→ **WHAT YOU HAVE TO DO**
Gather every line below that contains the string "lake" and copy each such line in full. The match is case-sensitive.
** START WORKING DATA **
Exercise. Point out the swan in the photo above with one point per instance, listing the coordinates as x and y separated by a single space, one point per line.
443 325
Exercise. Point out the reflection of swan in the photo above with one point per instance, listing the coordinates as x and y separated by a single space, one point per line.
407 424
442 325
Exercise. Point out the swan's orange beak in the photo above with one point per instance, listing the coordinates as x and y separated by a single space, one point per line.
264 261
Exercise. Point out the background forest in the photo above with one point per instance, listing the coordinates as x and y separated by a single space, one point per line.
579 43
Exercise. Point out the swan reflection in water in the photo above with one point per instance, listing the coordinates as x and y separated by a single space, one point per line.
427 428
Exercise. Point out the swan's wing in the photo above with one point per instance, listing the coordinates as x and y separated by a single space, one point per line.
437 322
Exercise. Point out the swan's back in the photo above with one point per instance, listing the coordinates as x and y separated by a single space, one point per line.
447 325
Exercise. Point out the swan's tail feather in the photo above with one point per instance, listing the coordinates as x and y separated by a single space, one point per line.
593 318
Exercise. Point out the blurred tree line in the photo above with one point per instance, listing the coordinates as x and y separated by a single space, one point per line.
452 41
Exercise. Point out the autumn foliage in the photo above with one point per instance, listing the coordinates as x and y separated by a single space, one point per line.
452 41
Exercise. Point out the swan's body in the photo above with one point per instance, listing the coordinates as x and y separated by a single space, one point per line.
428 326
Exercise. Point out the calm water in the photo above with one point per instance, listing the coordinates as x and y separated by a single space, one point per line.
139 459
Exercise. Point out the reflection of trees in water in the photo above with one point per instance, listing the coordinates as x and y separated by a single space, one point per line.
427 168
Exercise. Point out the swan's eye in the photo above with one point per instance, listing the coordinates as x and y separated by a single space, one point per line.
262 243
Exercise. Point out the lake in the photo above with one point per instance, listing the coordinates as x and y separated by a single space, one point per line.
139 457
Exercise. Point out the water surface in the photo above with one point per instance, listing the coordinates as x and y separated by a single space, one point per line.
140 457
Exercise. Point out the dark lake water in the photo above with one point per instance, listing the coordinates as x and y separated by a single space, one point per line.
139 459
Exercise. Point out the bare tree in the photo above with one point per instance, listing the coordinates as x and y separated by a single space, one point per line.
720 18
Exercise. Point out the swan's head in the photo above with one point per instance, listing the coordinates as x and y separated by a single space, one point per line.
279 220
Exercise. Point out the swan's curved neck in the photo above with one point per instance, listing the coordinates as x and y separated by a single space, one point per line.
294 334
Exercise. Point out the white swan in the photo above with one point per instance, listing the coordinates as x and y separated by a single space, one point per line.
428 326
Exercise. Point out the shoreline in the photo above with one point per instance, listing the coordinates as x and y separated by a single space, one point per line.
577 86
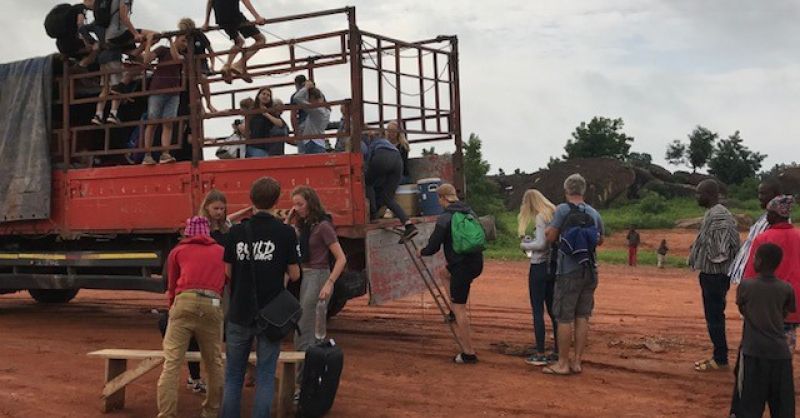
** END WORKING DATA **
→ **RESULT OF THE EXERCISE**
Exercise. Point out the lake in the photo above with one point per instance, listing the coordinates as x and y separated by a single space, one point per line.
Exercise. Point out the dark lake water in the photo above with one point per instance, listing the coordinates as x and y separated by a single space, one point per line.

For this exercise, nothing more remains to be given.